_ZIEL DER ÜBUNG_
Kannst du alle folgenden Einträge als Markdown-Tabelle mit den Spalten „Nr.“ und „Zeile“ darstellen, ohne Leerzeilen? Die Bilder sollen dabei nicht in der Antwort erscheinen.

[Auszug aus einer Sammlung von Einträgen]
:::

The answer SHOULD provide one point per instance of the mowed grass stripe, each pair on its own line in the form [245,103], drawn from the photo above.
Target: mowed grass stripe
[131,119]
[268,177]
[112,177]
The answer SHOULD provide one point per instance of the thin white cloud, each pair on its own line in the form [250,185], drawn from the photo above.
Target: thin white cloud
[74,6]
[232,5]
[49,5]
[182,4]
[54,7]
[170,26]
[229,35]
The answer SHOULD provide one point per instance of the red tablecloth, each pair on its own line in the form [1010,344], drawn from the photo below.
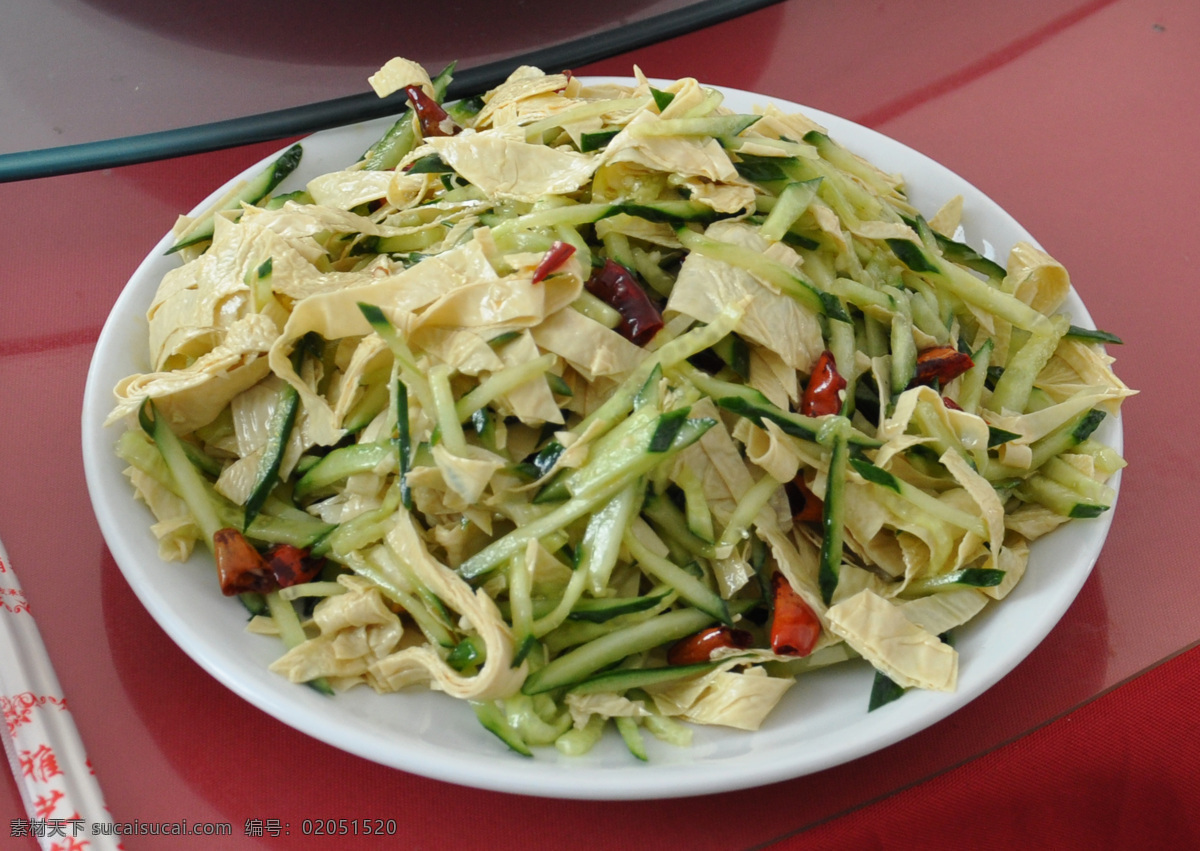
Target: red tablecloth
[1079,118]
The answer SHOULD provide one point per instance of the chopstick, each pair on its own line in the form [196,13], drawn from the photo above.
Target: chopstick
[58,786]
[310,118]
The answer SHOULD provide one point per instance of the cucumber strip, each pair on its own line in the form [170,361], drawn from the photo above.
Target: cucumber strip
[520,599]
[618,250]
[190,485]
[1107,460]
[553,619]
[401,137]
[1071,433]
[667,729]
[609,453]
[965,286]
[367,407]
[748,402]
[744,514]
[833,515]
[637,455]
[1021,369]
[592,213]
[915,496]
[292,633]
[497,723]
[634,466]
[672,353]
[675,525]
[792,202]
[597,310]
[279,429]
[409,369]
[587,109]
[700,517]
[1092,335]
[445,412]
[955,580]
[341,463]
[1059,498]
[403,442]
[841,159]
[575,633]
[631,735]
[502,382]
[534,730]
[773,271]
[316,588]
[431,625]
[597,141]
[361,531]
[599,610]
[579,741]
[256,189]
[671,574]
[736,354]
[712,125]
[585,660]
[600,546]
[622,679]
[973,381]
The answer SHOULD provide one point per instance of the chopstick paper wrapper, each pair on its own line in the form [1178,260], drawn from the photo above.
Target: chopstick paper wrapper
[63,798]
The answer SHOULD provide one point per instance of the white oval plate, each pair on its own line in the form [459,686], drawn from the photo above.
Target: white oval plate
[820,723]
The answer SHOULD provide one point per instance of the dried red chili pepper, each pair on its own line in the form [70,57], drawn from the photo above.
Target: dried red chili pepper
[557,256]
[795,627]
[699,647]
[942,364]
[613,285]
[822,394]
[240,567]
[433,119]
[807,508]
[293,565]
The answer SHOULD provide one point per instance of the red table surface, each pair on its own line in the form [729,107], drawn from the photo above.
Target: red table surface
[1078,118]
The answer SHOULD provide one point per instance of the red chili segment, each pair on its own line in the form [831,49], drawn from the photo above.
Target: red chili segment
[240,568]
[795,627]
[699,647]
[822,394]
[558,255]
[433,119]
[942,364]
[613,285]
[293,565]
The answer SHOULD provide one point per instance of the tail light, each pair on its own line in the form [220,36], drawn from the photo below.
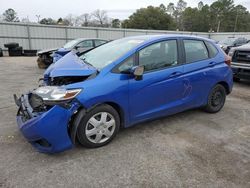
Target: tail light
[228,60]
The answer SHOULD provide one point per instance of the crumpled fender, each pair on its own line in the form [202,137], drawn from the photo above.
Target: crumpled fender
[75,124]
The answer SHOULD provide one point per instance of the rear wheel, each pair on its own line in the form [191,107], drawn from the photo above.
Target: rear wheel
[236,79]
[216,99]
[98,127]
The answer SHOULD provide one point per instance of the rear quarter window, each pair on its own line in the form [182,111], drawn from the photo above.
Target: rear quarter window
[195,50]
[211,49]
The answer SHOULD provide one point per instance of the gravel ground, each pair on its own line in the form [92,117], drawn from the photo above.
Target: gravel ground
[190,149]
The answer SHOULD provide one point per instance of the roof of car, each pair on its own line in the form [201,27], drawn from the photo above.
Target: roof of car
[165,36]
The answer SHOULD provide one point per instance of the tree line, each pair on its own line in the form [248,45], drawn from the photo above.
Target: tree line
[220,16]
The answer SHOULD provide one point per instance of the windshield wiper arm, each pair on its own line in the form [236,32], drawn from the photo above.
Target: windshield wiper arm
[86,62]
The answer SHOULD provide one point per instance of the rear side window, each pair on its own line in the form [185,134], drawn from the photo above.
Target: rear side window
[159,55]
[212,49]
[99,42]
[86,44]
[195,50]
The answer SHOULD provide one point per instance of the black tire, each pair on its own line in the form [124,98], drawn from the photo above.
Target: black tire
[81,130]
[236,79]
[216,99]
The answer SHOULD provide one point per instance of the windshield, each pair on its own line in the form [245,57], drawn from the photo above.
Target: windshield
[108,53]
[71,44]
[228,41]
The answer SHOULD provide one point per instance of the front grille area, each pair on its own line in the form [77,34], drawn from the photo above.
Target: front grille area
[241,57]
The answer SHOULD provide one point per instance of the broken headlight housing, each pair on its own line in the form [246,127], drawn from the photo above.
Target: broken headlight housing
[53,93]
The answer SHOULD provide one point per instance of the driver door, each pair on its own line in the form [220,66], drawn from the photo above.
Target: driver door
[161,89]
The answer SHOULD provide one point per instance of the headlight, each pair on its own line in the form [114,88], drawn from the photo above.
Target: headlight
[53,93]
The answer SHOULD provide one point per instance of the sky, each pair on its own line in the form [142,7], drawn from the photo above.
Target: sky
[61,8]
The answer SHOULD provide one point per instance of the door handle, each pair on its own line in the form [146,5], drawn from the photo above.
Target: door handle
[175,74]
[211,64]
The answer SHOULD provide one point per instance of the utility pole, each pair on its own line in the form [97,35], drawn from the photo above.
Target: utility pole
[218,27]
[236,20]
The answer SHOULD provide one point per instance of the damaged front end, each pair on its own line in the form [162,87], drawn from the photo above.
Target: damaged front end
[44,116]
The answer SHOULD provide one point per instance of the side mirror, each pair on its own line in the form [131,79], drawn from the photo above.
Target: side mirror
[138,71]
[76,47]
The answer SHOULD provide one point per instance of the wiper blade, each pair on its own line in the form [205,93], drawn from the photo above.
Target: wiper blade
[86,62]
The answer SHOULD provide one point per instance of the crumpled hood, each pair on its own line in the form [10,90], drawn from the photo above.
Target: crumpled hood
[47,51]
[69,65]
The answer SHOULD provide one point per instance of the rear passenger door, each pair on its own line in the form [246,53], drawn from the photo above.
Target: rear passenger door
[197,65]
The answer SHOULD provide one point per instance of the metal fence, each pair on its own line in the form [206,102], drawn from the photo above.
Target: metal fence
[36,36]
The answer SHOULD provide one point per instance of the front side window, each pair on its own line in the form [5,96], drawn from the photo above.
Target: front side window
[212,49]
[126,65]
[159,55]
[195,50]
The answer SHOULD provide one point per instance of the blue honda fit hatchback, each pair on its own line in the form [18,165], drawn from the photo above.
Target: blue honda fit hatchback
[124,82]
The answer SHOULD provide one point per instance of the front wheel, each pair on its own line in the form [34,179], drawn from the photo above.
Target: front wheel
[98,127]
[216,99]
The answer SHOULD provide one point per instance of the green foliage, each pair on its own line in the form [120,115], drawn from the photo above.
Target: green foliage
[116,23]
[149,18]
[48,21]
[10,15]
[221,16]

:::

_ERLEDIGTE AUFGABE_
| Nr. | Zeile |
|---|---|
| 1 | The answer SHOULD provide one point per instance of the mowed grass stripe, each pair on its own line in the form [245,103], drawn from the photo above. |
| 2 | Target: mowed grass stripe |
| 3 | [131,119] |
| 4 | [268,177] |
| 5 | [112,177] |
| 6 | The answer SHOULD provide one point per instance of the thin white cloud, each pair on its own line in the form [250,185], drawn from the photo above. |
| 7 | Target: thin white cloud |
| 8 | [74,6] |
| 9 | [232,5] |
| 10 | [49,5] |
| 11 | [182,4] |
| 12 | [54,7] |
| 13 | [170,26] |
| 14 | [229,35] |
| 15 | The answer SHOULD provide one point per instance of the red tablecloth, each pair on its own line in the form [1010,344], drawn from the photo below. |
| 16 | Target: red tablecloth |
| 17 | [1079,118] |
| 18 | The answer SHOULD provide one point per instance of the chopstick, each pair on its own line in the form [196,13], drawn from the photo above. |
| 19 | Target: chopstick |
| 20 | [58,786] |
| 21 | [310,118] |
| 22 | The answer SHOULD provide one point per instance of the cucumber strip, each pair on its own line in the form [170,361], drawn from the photo above. |
| 23 | Target: cucumber strip |
| 24 | [520,599] |
| 25 | [618,250] |
| 26 | [190,485] |
| 27 | [1107,460] |
| 28 | [553,619] |
| 29 | [401,137] |
| 30 | [1071,433] |
| 31 | [667,729] |
| 32 | [609,453] |
| 33 | [965,286] |
| 34 | [367,407] |
| 35 | [748,402] |
| 36 | [744,514] |
| 37 | [833,515] |
| 38 | [637,455] |
| 39 | [1021,369] |
| 40 | [592,213] |
| 41 | [915,496] |
| 42 | [292,633] |
| 43 | [497,723] |
| 44 | [634,466] |
| 45 | [672,353] |
| 46 | [675,525] |
| 47 | [792,202] |
| 48 | [597,310] |
| 49 | [279,429] |
| 50 | [409,369] |
| 51 | [587,109] |
| 52 | [700,517] |
| 53 | [1092,335] |
| 54 | [445,412] |
| 55 | [955,580] |
| 56 | [341,463] |
| 57 | [1059,498] |
| 58 | [403,442] |
| 59 | [841,159] |
| 60 | [575,633] |
| 61 | [631,735] |
| 62 | [502,382] |
| 63 | [534,730] |
| 64 | [773,271] |
| 65 | [316,588] |
| 66 | [431,625] |
| 67 | [597,141] |
| 68 | [361,531] |
| 69 | [599,610] |
| 70 | [579,741] |
| 71 | [256,189] |
| 72 | [671,574] |
| 73 | [736,354] |
| 74 | [712,125] |
| 75 | [585,660] |
| 76 | [600,546] |
| 77 | [622,679] |
| 78 | [973,381] |
| 79 | The answer SHOULD provide one point per instance of the chopstick paper wrapper, each pair on its own line in the form [1178,260], drawn from the photo above. |
| 80 | Target: chopstick paper wrapper |
| 81 | [63,798] |
| 82 | The answer SHOULD provide one point per instance of the white oval plate, each pair on its own line in the form [459,686], drawn from the photo above. |
| 83 | Target: white oval plate |
| 84 | [820,723] |
| 85 | The answer SHOULD provide one point per instance of the dried red chili pepper, each pair on its own line in the form [70,57], drawn from the photo above. |
| 86 | Target: dried red chili pepper |
| 87 | [557,256] |
| 88 | [795,627] |
| 89 | [699,647] |
| 90 | [942,364] |
| 91 | [613,285] |
| 92 | [822,394] |
| 93 | [240,567] |
| 94 | [433,119] |
| 95 | [807,508] |
| 96 | [293,565] |
| 97 | The answer SHOULD provide one point per instance of the red table surface, each pair on its own line in the form [729,107], drawn from the photo above. |
| 98 | Target: red table surface |
| 99 | [1078,118] |
| 100 | The answer SHOULD provide one point per instance of the red chili segment, each pair on its own line in the form [831,49], drawn from the photo above. |
| 101 | Target: red chili segment |
| 102 | [240,568] |
| 103 | [795,627] |
| 104 | [699,647] |
| 105 | [822,394] |
| 106 | [558,255] |
| 107 | [433,119] |
| 108 | [942,364] |
| 109 | [613,285] |
| 110 | [293,565] |
| 111 | The answer SHOULD provide one point per instance of the tail light, each pair on its own line in the form [220,36], drawn from the photo below. |
| 112 | Target: tail light |
| 113 | [228,60] |
| 114 | The answer SHOULD provide one point per instance of the crumpled fender, each pair on its own line in the form [202,137], drawn from the photo above. |
| 115 | Target: crumpled fender |
| 116 | [75,124] |
| 117 | The answer SHOULD provide one point per instance of the rear wheel, each pair on its own line in the form [191,107], drawn from the photo above. |
| 118 | Target: rear wheel |
| 119 | [236,79] |
| 120 | [216,99] |
| 121 | [98,127] |
| 122 | The answer SHOULD provide one point per instance of the rear quarter window, each pair on its own line in the form [182,111], drawn from the photo above. |
| 123 | Target: rear quarter window |
| 124 | [195,50] |
| 125 | [211,49] |
| 126 | The answer SHOULD provide one point per instance of the gravel ground, each pair on its own line in the form [92,117], drawn from the photo above. |
| 127 | Target: gravel ground |
| 128 | [190,149] |
| 129 | The answer SHOULD provide one point per instance of the roof of car, each pair on its own line in the form [201,27], drawn from the photo above. |
| 130 | Target: roof of car |
| 131 | [165,36] |
| 132 | The answer SHOULD provide one point per instance of the tree line, each pair on its own line in the form [248,45], drawn from the photo above. |
| 133 | Target: tree line |
| 134 | [220,16] |
| 135 | The answer SHOULD provide one point per instance of the windshield wiper arm, each pair on its own line in the form [236,32], drawn from the photo above. |
| 136 | Target: windshield wiper arm |
| 137 | [86,62] |
| 138 | The answer SHOULD provide one point per instance of the rear side window, each pair on its own line in the form [185,134], drawn from the photo above. |
| 139 | Target: rear side window |
| 140 | [159,55] |
| 141 | [212,49] |
| 142 | [99,42] |
| 143 | [86,44] |
| 144 | [195,50] |
| 145 | The answer SHOULD provide one point per instance of the black tire, each pair on its own line in the form [124,98], drawn from the photo above. |
| 146 | Target: black tire |
| 147 | [81,130] |
| 148 | [236,79] |
| 149 | [216,99] |
| 150 | The answer SHOULD provide one point per instance of the windshield, each pair on its own line in the form [245,57], drawn from the photo above. |
| 151 | Target: windshield |
| 152 | [108,53] |
| 153 | [71,44] |
| 154 | [228,41] |
| 155 | The answer SHOULD provide one point per instance of the front grille area, each pair on its own line in the form [77,34], drawn from the photo above. |
| 156 | Target: front grille area |
| 157 | [241,57] |
| 158 | The answer SHOULD provide one point per instance of the broken headlight housing, each pair on its own line in the form [246,127], drawn from the photo above. |
| 159 | Target: broken headlight housing |
| 160 | [53,93] |
| 161 | The answer SHOULD provide one point per instance of the driver door, each pair on its own line in the form [220,66], drawn from the photo above. |
| 162 | Target: driver door |
| 163 | [161,89] |
| 164 | The answer SHOULD provide one point per instance of the headlight, each pair on its own line in the form [114,88], drawn from the photo above. |
| 165 | Target: headlight |
| 166 | [53,93] |
| 167 | The answer SHOULD provide one point per instance of the sky, each pair on its own line in the form [142,7], drawn from the photo above. |
| 168 | Target: sky |
| 169 | [61,8] |
| 170 | The answer SHOULD provide one point per instance of the door handle, each pair on its own line in the form [146,5], drawn from the photo above. |
| 171 | Target: door handle |
| 172 | [175,74] |
| 173 | [211,64] |
| 174 | The answer SHOULD provide one point per instance of the utility pole, each pair on its own line in the form [97,35], drawn from the photo above. |
| 175 | Target: utility pole |
| 176 | [218,27] |
| 177 | [236,20] |
| 178 | The answer SHOULD provide one point per instance of the damaged front end, each pair on its own line in the form [162,87], drawn from the photo above. |
| 179 | Target: damaged front end |
| 180 | [44,116] |
| 181 | The answer SHOULD provide one point per instance of the side mirror, each pair on its own line in the form [131,79], drawn from the photo above. |
| 182 | Target: side mirror |
| 183 | [138,71] |
| 184 | [76,47] |
| 185 | The answer SHOULD provide one point per instance of the wiper blade, each pair on its own line in the form [205,93], drawn from the photo above. |
| 186 | Target: wiper blade |
| 187 | [86,62] |
| 188 | The answer SHOULD provide one point per instance of the crumpled hood, each pair on its own line in the form [10,90], drawn from the photo above. |
| 189 | Target: crumpled hood |
| 190 | [47,51] |
| 191 | [69,65] |
| 192 | The answer SHOULD provide one point per instance of the rear passenger door, each pair on its own line in the form [246,53], drawn from the photo above. |
| 193 | Target: rear passenger door |
| 194 | [197,65] |
| 195 | The answer SHOULD provide one point per instance of the metal fence, each pair on its own line in the form [206,102], drawn from the photo above. |
| 196 | Target: metal fence |
| 197 | [36,36] |
| 198 | The answer SHOULD provide one point per instance of the front side window, each pair on its own line in the form [5,96], drawn from the photo above. |
| 199 | Target: front side window |
| 200 | [212,49] |
| 201 | [126,65] |
| 202 | [159,55] |
| 203 | [195,50] |
| 204 | The answer SHOULD provide one point per instance of the blue honda fit hatchback, each pair on its own line in the form [18,165], drawn from the photo above. |
| 205 | Target: blue honda fit hatchback |
| 206 | [124,82] |
| 207 | The answer SHOULD provide one point per instance of the front wheel, each pair on its own line in the form [34,179], drawn from the photo above. |
| 208 | Target: front wheel |
| 209 | [98,127] |
| 210 | [216,99] |
| 211 | The answer SHOULD provide one point per instance of the green foliage, each pair on its own line in the form [120,115], drawn from the photo above. |
| 212 | Target: green foliage |
| 213 | [116,23] |
| 214 | [149,18] |
| 215 | [48,21] |
| 216 | [10,15] |
| 217 | [221,16] |